PROBLEM STATEMENT - Return verbatim the run of lines that opens with the line holding "A single pin marks each instance of the top" and closes with the last line of the records.

(Stored data)
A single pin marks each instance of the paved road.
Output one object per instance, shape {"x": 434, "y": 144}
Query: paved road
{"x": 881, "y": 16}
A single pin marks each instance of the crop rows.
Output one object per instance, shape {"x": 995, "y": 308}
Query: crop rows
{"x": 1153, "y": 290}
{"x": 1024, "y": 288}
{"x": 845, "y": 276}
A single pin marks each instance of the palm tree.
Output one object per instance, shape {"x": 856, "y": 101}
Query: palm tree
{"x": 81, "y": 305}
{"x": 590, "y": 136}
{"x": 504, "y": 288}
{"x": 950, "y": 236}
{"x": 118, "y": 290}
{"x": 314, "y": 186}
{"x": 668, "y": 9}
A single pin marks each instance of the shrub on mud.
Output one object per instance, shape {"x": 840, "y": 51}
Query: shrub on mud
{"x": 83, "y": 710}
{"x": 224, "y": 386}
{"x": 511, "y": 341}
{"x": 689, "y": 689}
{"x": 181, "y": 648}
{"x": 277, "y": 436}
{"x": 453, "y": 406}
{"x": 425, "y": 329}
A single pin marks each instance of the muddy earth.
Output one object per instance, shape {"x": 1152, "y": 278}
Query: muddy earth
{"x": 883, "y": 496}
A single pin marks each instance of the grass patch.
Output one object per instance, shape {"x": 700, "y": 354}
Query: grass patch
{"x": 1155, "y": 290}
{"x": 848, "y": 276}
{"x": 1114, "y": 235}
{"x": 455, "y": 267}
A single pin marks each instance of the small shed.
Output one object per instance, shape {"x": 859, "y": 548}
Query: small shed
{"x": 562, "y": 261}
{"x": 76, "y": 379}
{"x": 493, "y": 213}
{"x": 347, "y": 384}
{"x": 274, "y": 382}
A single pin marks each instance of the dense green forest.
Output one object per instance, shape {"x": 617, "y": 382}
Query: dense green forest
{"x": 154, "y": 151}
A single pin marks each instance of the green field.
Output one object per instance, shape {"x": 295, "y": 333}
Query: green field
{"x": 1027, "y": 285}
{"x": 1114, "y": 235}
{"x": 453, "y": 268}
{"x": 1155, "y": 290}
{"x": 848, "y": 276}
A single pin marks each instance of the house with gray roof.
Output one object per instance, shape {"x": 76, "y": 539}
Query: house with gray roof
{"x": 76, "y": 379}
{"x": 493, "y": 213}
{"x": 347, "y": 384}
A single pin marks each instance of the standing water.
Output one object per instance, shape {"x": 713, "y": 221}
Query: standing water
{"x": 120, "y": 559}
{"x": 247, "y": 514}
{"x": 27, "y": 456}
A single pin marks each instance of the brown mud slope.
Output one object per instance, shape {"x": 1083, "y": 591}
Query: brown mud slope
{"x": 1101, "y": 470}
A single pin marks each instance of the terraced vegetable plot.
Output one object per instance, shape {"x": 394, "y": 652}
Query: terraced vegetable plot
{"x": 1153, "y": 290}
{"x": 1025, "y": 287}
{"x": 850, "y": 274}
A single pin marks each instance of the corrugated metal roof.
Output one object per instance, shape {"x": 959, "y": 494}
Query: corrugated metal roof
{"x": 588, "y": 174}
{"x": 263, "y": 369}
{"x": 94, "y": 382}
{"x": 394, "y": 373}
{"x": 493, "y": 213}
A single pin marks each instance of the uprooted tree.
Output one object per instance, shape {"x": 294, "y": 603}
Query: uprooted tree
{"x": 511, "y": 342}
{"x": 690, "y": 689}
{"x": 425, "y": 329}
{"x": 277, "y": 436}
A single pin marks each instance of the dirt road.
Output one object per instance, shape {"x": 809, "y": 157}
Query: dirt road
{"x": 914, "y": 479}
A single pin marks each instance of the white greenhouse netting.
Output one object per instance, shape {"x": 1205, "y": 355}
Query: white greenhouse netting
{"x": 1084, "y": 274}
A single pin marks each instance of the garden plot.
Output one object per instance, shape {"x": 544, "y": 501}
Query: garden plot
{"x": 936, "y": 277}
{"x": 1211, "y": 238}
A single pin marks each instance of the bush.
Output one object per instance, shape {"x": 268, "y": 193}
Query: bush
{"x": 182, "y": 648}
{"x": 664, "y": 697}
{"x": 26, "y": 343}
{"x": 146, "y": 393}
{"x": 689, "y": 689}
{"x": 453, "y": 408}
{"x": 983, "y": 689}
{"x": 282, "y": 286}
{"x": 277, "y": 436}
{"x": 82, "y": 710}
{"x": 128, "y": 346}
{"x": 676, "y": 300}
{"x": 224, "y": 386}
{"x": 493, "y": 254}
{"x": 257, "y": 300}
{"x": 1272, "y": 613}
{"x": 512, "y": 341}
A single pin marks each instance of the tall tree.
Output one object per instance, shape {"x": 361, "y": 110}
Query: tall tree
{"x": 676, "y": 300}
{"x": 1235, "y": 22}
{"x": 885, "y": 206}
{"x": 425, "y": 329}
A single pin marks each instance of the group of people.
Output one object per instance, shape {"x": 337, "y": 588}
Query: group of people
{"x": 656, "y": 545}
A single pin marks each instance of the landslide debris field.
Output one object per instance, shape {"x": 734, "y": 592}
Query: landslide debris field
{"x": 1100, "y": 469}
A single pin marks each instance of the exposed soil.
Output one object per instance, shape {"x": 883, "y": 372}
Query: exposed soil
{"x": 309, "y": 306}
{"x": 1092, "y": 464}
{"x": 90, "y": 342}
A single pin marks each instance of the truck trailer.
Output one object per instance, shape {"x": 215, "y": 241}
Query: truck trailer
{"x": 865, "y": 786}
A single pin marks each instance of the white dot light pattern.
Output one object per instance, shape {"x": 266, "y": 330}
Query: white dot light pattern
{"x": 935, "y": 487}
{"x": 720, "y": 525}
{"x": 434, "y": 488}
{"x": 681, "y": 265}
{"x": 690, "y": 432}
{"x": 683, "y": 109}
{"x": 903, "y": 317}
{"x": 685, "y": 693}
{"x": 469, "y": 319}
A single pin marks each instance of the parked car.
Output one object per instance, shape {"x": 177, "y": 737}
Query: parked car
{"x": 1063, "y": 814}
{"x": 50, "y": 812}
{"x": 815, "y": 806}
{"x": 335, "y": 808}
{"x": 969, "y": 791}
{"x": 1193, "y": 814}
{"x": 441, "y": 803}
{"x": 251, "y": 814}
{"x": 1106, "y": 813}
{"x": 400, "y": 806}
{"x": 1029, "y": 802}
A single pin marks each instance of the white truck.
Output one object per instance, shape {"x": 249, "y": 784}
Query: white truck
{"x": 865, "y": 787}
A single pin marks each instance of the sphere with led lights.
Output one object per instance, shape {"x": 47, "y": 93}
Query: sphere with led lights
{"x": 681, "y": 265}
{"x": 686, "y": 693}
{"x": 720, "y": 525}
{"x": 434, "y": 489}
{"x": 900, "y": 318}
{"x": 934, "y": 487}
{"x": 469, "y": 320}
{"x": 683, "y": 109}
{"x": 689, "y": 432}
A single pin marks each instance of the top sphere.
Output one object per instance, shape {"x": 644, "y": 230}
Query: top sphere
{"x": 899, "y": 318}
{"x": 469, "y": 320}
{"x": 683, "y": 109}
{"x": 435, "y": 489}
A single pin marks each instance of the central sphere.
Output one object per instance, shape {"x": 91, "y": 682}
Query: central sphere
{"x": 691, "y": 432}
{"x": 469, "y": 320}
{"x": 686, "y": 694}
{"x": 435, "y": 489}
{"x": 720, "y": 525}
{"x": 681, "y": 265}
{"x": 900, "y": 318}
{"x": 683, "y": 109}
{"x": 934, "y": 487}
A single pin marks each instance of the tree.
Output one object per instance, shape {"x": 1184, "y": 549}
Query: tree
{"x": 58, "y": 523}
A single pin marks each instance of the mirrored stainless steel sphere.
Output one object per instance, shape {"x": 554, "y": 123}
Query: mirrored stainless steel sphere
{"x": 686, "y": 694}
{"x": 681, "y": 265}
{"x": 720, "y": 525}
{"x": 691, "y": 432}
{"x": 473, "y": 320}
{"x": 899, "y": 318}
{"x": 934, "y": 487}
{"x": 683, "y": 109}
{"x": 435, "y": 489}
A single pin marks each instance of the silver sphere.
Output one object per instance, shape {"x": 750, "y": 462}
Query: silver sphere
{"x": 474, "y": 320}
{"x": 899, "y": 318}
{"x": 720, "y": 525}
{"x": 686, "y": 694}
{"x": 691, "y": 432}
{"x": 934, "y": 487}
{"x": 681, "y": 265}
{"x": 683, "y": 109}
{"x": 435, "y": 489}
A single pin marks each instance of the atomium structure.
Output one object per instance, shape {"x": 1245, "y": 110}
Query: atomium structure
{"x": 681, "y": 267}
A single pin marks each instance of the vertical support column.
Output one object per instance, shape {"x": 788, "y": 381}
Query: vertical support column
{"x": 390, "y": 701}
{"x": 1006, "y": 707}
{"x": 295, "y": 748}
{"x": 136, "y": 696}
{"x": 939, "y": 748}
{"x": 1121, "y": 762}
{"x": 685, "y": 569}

EXPECTED ANSWER -
A single pin marks each instance of the top sphere.
Output one object per instance, shape {"x": 644, "y": 230}
Query: top sphere
{"x": 899, "y": 318}
{"x": 469, "y": 320}
{"x": 683, "y": 109}
{"x": 435, "y": 489}
A single pin marks each instance of the central sphere.
Output one object per instance, shape {"x": 91, "y": 682}
Query: central sphere
{"x": 691, "y": 432}
{"x": 469, "y": 320}
{"x": 686, "y": 694}
{"x": 435, "y": 489}
{"x": 720, "y": 525}
{"x": 681, "y": 265}
{"x": 900, "y": 318}
{"x": 683, "y": 109}
{"x": 934, "y": 487}
A single pin marks each instance of the tree.
Output one object per instance, shape {"x": 1184, "y": 549}
Query: tree
{"x": 58, "y": 523}
A single pin marks each instance of the mirrored stainless steel sphere.
Output one object per instance, shape {"x": 554, "y": 123}
Query: mirrored stainless steel sphere
{"x": 686, "y": 694}
{"x": 681, "y": 265}
{"x": 720, "y": 525}
{"x": 691, "y": 432}
{"x": 473, "y": 320}
{"x": 899, "y": 318}
{"x": 934, "y": 487}
{"x": 683, "y": 109}
{"x": 435, "y": 489}
A single pin marks each instance of the silver sphere.
Output one object per instance, shape {"x": 750, "y": 462}
Query: silver sphere
{"x": 474, "y": 320}
{"x": 899, "y": 318}
{"x": 720, "y": 525}
{"x": 686, "y": 694}
{"x": 691, "y": 432}
{"x": 934, "y": 487}
{"x": 681, "y": 265}
{"x": 683, "y": 109}
{"x": 435, "y": 489}
A single pin marks each instance of the atomium structure.
Output one object per instance, shape {"x": 1245, "y": 110}
Query: atomium structure
{"x": 681, "y": 267}
A single pin marks each instance of the vertical support column.
Output one object per instance, shape {"x": 788, "y": 381}
Query: vertical support column
{"x": 390, "y": 701}
{"x": 1006, "y": 707}
{"x": 295, "y": 748}
{"x": 136, "y": 696}
{"x": 939, "y": 748}
{"x": 1121, "y": 762}
{"x": 685, "y": 569}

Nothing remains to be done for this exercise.